Dataset excerpt:
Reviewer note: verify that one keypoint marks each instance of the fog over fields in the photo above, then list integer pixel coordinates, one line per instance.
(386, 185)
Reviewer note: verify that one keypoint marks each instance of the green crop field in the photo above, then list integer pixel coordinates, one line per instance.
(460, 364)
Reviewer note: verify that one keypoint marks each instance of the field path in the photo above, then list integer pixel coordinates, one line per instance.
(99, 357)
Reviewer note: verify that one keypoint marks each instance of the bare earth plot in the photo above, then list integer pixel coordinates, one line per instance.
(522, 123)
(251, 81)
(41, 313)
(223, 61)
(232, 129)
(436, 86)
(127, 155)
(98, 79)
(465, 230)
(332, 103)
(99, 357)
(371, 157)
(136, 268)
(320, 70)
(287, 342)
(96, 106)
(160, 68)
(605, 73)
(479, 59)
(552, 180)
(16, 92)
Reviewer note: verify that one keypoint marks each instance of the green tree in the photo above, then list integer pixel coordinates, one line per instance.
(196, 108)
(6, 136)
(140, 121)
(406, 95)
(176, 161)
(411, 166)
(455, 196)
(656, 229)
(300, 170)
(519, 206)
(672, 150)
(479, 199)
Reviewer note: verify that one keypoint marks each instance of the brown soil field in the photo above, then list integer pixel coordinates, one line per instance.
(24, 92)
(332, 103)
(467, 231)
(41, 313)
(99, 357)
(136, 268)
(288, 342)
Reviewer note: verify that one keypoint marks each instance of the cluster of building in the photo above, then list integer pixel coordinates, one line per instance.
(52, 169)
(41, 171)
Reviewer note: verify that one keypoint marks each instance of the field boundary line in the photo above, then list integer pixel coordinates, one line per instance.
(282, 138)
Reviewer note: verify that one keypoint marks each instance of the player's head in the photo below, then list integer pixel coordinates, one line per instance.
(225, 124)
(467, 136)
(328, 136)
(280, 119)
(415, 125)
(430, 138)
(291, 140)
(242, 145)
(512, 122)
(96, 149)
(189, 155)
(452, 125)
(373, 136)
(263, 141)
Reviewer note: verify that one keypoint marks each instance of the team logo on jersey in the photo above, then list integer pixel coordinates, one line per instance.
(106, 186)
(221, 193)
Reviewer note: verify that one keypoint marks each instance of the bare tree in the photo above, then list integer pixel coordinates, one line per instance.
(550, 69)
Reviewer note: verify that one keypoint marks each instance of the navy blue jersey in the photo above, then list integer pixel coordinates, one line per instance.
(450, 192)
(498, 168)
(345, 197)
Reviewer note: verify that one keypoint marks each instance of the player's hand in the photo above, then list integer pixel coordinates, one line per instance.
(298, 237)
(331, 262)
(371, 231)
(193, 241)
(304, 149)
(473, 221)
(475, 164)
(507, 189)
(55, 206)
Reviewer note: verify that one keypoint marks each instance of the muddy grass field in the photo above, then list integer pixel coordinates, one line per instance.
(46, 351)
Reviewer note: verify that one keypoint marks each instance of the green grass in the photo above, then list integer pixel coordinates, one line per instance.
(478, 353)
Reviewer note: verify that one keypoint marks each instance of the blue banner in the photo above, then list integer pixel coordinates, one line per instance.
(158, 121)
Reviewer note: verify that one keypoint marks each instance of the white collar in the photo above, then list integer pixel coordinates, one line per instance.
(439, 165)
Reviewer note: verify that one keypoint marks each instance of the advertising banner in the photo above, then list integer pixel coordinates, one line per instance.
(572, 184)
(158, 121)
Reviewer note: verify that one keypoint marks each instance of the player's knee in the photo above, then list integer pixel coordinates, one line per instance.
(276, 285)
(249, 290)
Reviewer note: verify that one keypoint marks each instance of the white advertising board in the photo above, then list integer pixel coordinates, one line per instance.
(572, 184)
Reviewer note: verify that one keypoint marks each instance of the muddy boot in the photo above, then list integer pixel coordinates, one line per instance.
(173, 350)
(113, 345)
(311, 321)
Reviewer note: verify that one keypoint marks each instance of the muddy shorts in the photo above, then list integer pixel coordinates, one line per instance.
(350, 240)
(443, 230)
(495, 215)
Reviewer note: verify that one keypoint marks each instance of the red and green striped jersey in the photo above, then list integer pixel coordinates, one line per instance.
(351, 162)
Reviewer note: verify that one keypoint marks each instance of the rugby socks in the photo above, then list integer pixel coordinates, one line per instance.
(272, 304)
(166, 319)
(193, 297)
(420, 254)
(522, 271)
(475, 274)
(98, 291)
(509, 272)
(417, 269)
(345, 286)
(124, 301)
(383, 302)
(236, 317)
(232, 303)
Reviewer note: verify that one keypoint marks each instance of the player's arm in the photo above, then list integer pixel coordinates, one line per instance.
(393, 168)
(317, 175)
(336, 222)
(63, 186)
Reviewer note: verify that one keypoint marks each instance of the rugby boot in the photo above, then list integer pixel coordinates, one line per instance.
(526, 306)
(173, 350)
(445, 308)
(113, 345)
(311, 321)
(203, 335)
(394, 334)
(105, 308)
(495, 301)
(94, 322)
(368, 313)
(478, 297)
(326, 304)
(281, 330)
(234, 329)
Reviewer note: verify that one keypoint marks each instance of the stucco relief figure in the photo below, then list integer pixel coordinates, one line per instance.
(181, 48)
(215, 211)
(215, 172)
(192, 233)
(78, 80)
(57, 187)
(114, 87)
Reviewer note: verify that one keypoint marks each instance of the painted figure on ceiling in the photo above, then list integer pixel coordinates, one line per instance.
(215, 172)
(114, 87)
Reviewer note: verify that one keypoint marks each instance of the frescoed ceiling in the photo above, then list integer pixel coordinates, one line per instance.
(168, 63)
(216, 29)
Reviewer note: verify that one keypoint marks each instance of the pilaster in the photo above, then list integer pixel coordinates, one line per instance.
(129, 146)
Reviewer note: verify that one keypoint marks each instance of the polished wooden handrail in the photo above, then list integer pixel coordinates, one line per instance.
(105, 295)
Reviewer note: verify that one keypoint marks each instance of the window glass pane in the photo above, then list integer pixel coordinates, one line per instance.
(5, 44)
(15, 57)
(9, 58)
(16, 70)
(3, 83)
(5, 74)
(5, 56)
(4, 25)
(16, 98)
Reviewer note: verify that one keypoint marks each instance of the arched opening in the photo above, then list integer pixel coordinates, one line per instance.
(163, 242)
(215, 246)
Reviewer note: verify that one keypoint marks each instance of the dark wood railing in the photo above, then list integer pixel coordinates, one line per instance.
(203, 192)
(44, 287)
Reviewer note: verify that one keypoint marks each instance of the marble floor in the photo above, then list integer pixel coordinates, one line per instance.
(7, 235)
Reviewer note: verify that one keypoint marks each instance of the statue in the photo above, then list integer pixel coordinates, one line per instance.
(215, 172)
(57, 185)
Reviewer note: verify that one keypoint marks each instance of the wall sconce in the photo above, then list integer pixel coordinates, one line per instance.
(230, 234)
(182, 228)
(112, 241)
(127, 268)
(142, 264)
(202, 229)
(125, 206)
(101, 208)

EXERCISE: Repeat the entries shown above, every one, word for word.

COMPLETE ANSWER:
Reviewer note: verify that one keypoint marks each instance of the fog over fields in the photo above, then list integer pixel coordinates, one line per instance.
(386, 185)
Reviewer note: verify that one keypoint marks each instance of the green crop field in the photo above, then list integer pixel coordinates, one line per instance.
(460, 364)
Reviewer note: verify that one keypoint marks each instance of the field path in the photo above, then list integer pixel coordinates, one line per instance.
(99, 357)
Reviewer note: verify that one keypoint marks each instance of the bare earth plot in the photo above, then list integer pixel coordinates, one line per instance.
(522, 123)
(251, 81)
(41, 313)
(223, 61)
(232, 129)
(436, 86)
(127, 155)
(98, 79)
(465, 230)
(332, 103)
(99, 357)
(371, 157)
(136, 268)
(320, 70)
(287, 342)
(96, 106)
(160, 68)
(605, 73)
(479, 59)
(552, 180)
(16, 92)
Reviewer note: verify that one keypoint marks each instance of the green tree in the photo above, then list integer pixel coordinates, one line per instance.
(196, 108)
(6, 136)
(140, 121)
(406, 95)
(176, 161)
(411, 166)
(455, 196)
(656, 229)
(300, 170)
(519, 206)
(672, 150)
(479, 199)
Reviewer note: verify that one keypoint marks each instance of the brown soil field in the photo above, then list integer pixel coordinates, one line per instance.
(24, 92)
(332, 103)
(467, 231)
(41, 313)
(99, 357)
(136, 268)
(288, 342)
Reviewer note: verify that one keypoint marks each instance of the cluster of building in the photo above, then list integer pixel coordinates, one line per instance.
(52, 169)
(41, 171)
Reviewer note: verify that one keypoint marks each instance of the field boundary line in the photo above, then list integer pixel coordinates, one line per instance.
(282, 138)
Reviewer note: verify that one keypoint marks each instance of the player's head in the photo below, then list integer pixel coordinates, one line per instance.
(225, 124)
(467, 136)
(328, 136)
(280, 119)
(415, 125)
(430, 138)
(291, 140)
(242, 145)
(512, 122)
(96, 149)
(189, 155)
(452, 125)
(373, 136)
(263, 141)
Reviewer note: verify that one keypoint marks each instance of the team logo on jersey in the photo above, then list integer pixel coordinates, one line per instance.
(106, 186)
(221, 193)
Reviewer note: verify that one keypoint marks each instance of the bare tree in the photo above, then list integer pixel coordinates, one line per instance.
(550, 69)
Reviewer note: verify that one keypoint marks each instance of the navy blue jersey in the photo above, then list integer pixel coordinates, one line per instance.
(450, 192)
(498, 168)
(345, 197)
Reviewer note: verify that one keypoint marks each instance of the player's hand in the photo above, then list integer pixel coordinates, one line per instance.
(298, 237)
(331, 262)
(371, 231)
(193, 241)
(304, 149)
(473, 221)
(475, 164)
(507, 189)
(55, 206)
Reviewer note: verify that one keypoint marks each instance of the muddy grass field in the photo above, then list integer pixel coordinates, one line per instance.
(46, 351)
Reviewer note: verify that one keypoint marks each instance of the green grass in the photo above, then list integer pixel coordinates, one line per instance.
(478, 353)
Reviewer note: verify that one keypoint marks each instance of the blue banner in the photo above, then list integer pixel coordinates, one line per instance.
(158, 121)
Reviewer note: verify that one keypoint marks each instance of the white collar in the photo above, then list integer pixel coordinates, one line per instance.
(439, 165)
Reviewer note: verify that one keypoint marks each instance of the advertising banner in the photo above, then list integer pixel coordinates, one line per instance.
(572, 184)
(158, 121)
Reviewer note: verify that one keypoint marks each instance of the player's knee in the photo above, then list integer pixel coordinates, one line per instance.
(276, 285)
(249, 290)
Reviewer note: verify that one keypoint marks each instance of the white advertising board in the photo above, then list integer pixel coordinates, one line per instance.
(572, 184)
Reviewer note: verify that one keypoint marks each instance of the muddy boot in the photo above, then list integer pixel coordinates, one line per instance.
(173, 350)
(113, 345)
(311, 321)
Reviewer note: verify that one keypoint marks each instance of the muddy shorts in the photo above, then list integer pixel coordinates, one line per instance.
(350, 240)
(443, 230)
(495, 215)
Reviewer note: verify that one keypoint marks each instance of the red and green striped jersey in the photo above, then list integer pixel coordinates, one line per instance.
(351, 162)
Reviewer note: verify that one keypoint marks each instance of the rugby socks in the photo above, then list integer pixel coordinates, one line per instance.
(272, 304)
(166, 319)
(193, 297)
(420, 254)
(522, 271)
(475, 274)
(98, 291)
(509, 272)
(417, 269)
(345, 286)
(124, 301)
(383, 302)
(236, 317)
(232, 303)
Reviewer note: verify that one keypoint marks each instance of the player's arm in the photo above, then list integer pixel coordinates, one line per instance.
(393, 168)
(317, 175)
(336, 222)
(63, 186)
Reviewer note: verify that one keypoint marks each instance of the rugby boot in the photo above, then list integer pixel coordinates, one line per instance.
(526, 306)
(173, 350)
(445, 308)
(113, 345)
(311, 321)
(203, 335)
(394, 334)
(105, 308)
(495, 301)
(94, 322)
(368, 313)
(478, 297)
(326, 304)
(281, 330)
(234, 329)
Reviewer note: verify that one keypoint marks each instance of the stucco relief figure in the photo below, then list integer pixel coordinates, one line per instance.
(181, 48)
(215, 211)
(215, 172)
(192, 233)
(78, 80)
(57, 187)
(114, 87)
Reviewer note: verify that one keypoint marks each instance of the painted figure on ceiling in the photo above, then list integer pixel coordinates, one line per instance.
(215, 172)
(114, 87)
Reviewer note: verify that one keypoint marks each instance of the frescoed ceiling in the photo above, then list integer pixel coordinates, one line per instance.
(168, 63)
(216, 29)
Reviewer note: verify that one keypoint marks each instance of the pilaster in the photo above, then list integer pixel coordinates, one line per instance.
(129, 146)
Reviewer note: verify that one keypoint marks each instance of the polished wooden handrail in the photo above, then list integer pixel coordinates, one line per instance.
(105, 295)
Reviewer note: verify that one keypoint marks each instance of the window glass pane in the photo above, then list integer pixel coordinates, one line per instance.
(5, 44)
(15, 57)
(9, 58)
(16, 70)
(3, 83)
(5, 74)
(5, 56)
(4, 25)
(16, 98)
Reviewer note: verify that one keypoint marks each instance of the arched opening in the photo above, then list integer pixel coordinates, one line per instance.
(163, 242)
(215, 246)
Reviewer note: verify that one keypoint marks each instance of the dark wood railing in the photo above, then list integer pixel coordinates, one line per instance.
(203, 192)
(44, 287)
Reviewer note: verify that one keypoint marks each instance of the marble floor in the photo above, then list integer pixel coordinates, one line per instance.
(7, 235)
Reviewer note: verify that one keypoint marks each instance of the statue in the photo above, then list integer pixel coordinates, one line per instance.
(215, 172)
(57, 185)
Reviewer note: verify that one keypoint marks each instance of the wall sconce in the photo above, then list integer pixel coordinates, one line per instance.
(230, 234)
(182, 228)
(112, 241)
(127, 268)
(142, 264)
(202, 229)
(125, 206)
(101, 208)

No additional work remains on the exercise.